Rows taken from a box labeling dataset:
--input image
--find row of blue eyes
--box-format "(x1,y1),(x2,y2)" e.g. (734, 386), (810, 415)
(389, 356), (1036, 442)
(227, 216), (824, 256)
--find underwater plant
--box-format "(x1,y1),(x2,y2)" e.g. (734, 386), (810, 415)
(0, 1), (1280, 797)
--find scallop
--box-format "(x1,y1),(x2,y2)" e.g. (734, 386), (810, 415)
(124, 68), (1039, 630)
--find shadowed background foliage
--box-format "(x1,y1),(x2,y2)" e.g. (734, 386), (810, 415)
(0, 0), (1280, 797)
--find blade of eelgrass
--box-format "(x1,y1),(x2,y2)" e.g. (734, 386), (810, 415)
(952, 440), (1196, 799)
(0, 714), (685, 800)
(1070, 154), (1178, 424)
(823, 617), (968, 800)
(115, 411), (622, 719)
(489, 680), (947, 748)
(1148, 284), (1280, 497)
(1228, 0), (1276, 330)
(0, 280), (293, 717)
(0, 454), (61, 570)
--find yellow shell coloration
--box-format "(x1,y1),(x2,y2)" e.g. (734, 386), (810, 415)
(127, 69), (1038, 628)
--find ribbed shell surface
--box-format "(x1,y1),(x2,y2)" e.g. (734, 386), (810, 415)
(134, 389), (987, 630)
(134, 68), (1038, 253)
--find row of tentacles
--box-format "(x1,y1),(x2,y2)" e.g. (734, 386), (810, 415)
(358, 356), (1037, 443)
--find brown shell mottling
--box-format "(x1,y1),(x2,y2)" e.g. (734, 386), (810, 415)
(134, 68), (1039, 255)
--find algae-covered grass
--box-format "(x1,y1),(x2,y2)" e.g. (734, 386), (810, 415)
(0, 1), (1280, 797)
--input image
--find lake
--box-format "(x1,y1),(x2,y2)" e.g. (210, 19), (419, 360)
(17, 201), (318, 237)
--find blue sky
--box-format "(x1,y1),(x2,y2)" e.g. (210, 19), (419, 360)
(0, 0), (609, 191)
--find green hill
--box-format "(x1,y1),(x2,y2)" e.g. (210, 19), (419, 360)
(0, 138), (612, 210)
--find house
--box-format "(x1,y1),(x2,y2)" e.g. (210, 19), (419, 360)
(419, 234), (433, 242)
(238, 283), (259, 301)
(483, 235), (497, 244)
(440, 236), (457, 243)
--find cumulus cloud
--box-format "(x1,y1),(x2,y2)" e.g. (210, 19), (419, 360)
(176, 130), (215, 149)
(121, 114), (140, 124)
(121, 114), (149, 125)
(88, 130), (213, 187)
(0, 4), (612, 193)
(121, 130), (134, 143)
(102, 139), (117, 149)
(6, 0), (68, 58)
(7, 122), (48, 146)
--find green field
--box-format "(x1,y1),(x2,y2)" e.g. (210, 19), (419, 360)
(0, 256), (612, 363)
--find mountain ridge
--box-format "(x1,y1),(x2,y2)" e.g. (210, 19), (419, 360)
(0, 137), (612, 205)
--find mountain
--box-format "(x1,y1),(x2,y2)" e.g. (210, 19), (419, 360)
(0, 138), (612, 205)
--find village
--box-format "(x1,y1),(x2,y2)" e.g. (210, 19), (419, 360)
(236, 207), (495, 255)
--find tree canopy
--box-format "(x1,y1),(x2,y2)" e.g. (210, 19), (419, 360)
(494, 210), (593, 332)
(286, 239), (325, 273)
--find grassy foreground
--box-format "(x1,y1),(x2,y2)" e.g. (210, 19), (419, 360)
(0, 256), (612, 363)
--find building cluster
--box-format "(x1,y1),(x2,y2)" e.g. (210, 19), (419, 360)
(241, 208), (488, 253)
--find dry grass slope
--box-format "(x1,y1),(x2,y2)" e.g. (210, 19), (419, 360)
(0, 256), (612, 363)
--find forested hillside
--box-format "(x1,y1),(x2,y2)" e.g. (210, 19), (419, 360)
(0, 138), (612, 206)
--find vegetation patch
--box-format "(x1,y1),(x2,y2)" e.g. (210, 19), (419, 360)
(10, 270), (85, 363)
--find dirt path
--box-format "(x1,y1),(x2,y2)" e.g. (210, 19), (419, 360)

The exercise:
Return all of the records above line for line, without changing a single character.

Task result:
--input image
--find row of blue eyes
--box-format "(x1,y1),(x2,y2)" e.g. (734, 386), (810, 415)
(389, 356), (1036, 442)
(227, 216), (824, 256)
--find underwater plant
--box-format "(x1,y1),(x2,y2)" e.g. (734, 386), (810, 415)
(0, 1), (1280, 797)
--find scallop
--box-format "(x1,y1),(x2,y2)" e.g. (734, 386), (810, 415)
(124, 68), (1039, 630)
--find shadowed background foliage
--box-format "(x1,y1),(x2,y2)" e.g. (734, 386), (810, 415)
(0, 0), (1280, 797)
--find blade of eelgrass
--box-format "(x1,y1),(x2,y2)" e.g. (734, 386), (810, 415)
(952, 440), (1196, 799)
(0, 714), (685, 800)
(1070, 154), (1178, 424)
(823, 617), (968, 800)
(115, 411), (622, 719)
(489, 680), (947, 748)
(1148, 284), (1280, 497)
(1228, 0), (1276, 330)
(0, 280), (293, 717)
(0, 454), (61, 570)
--find yellow shell coloration
--box-format "(x1,y1),(x2,y2)" e.g. (734, 386), (810, 415)
(127, 69), (1038, 628)
--find ribbed shell surface
--box-format "(x1,y1),(x2,y2)" e.g. (734, 386), (810, 415)
(134, 389), (987, 630)
(134, 68), (1038, 253)
--find row of tentacles
--box-format "(x1,y1),(x2,y2)" e.g. (734, 386), (810, 415)
(358, 356), (1037, 443)
--find brown shell mottling
--box-format "(x1,y1),(x2,y2)" e.g. (734, 386), (810, 415)
(134, 68), (1039, 255)
--find algae-covered grass
--box-format "(x1,y1),(x2,y2)" e.g. (734, 386), (810, 415)
(0, 1), (1280, 797)
--input image
--find lake
--box-format "(x1,y1),(x2,y2)" e.g. (210, 19), (419, 360)
(17, 201), (318, 237)
--find blue sky
--box-format "(x1,y1),(x2,y2)" e.g. (210, 19), (419, 360)
(0, 0), (609, 191)
--find green hill
--box-format "(x1,y1),(x2,y2)" e.g. (210, 19), (419, 360)
(0, 138), (612, 210)
--find house
--box-format "(x1,y1),(x2,y2)" e.g. (210, 19), (419, 360)
(419, 234), (433, 242)
(238, 283), (259, 301)
(483, 235), (497, 244)
(440, 236), (457, 243)
--find cumulus cloud
--box-format "(x1,y1),(x2,y2)" e.g. (210, 19), (419, 360)
(176, 130), (215, 149)
(121, 114), (140, 124)
(121, 114), (149, 125)
(88, 130), (213, 187)
(0, 4), (612, 193)
(121, 130), (134, 143)
(102, 139), (117, 149)
(6, 0), (68, 58)
(7, 122), (48, 146)
--find green field
--box-format "(x1,y1),(x2,y2)" e.g. (210, 19), (419, 360)
(0, 256), (612, 363)
--find mountain ridge
--box-format "(x1,y1),(x2,y2)" e.g. (210, 19), (419, 360)
(0, 137), (612, 205)
--find mountain
--box-format "(x1,y1),(x2,y2)" e.g. (210, 19), (419, 360)
(0, 138), (612, 205)
--find village
--box-format "(x1,y1),(x2,y2)" e.g. (210, 19), (419, 360)
(236, 207), (495, 255)
--find tree canopy
--box-format "(x1,y1),(x2,y2)" e.g. (210, 19), (419, 360)
(494, 210), (593, 332)
(286, 239), (325, 273)
--find grassy foreground
--box-format "(x1,y1),(x2,y2)" e.g. (210, 19), (419, 360)
(0, 256), (612, 363)
--find building cluster
--box-format "(x1,y1),(x2,y2)" e.g. (210, 19), (419, 360)
(241, 208), (488, 253)
--find dry grass slope
--box-format "(x1,y1),(x2,y2)" e.g. (210, 19), (419, 360)
(0, 256), (612, 363)
--find forested hillside
--box-format "(x1,y1),(x2,y2)" e.g. (210, 19), (419, 360)
(0, 138), (612, 206)
--find vegetation patch
--box-format "(x1,y1),(x2,y2)" e.g. (210, 19), (419, 360)
(10, 270), (85, 363)
--find dirt path
--box-format "(x1,y1),(x2,y2)" e.g. (210, 19), (419, 360)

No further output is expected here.